** Material supplied follows **

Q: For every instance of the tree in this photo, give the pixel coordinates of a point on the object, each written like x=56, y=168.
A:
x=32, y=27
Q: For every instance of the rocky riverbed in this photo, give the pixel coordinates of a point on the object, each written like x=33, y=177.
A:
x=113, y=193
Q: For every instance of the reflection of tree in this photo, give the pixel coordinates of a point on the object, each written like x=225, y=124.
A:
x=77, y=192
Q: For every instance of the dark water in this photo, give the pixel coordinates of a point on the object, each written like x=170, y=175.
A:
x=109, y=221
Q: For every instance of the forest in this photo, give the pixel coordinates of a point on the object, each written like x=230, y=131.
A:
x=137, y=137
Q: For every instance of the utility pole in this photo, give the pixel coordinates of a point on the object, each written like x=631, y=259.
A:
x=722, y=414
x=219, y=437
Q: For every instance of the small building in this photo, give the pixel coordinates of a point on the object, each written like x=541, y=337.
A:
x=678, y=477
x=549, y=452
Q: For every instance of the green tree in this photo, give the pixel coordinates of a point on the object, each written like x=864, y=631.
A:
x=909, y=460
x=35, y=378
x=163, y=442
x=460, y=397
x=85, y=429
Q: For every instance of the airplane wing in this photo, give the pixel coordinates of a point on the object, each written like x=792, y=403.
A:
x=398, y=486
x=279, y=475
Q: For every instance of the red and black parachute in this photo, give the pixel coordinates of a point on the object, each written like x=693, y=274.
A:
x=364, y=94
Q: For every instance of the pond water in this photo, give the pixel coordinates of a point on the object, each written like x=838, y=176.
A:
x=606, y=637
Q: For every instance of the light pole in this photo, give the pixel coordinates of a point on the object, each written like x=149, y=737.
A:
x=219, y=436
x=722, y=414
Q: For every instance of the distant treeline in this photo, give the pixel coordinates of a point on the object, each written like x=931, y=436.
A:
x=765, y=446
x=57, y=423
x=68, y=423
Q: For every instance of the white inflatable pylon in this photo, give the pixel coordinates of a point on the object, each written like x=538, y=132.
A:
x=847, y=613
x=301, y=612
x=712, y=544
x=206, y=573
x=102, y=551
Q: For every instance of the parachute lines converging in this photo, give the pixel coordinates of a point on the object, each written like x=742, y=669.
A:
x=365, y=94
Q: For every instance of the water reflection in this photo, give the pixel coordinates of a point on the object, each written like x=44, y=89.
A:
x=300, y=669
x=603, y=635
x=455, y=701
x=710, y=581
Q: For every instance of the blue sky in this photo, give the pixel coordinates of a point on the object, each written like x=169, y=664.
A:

** End of Material supplied **

Task objective: Find all the lines with "pole" in the data and copy them.

Solution to this problem:
Q: For every instance of the utility pole in this photo, give the pixel coordinates of a point on the object, each written like x=631, y=259.
Q: For every instance of the light pole in this photo, give the pixel coordinates of a point on the object, each written like x=149, y=737.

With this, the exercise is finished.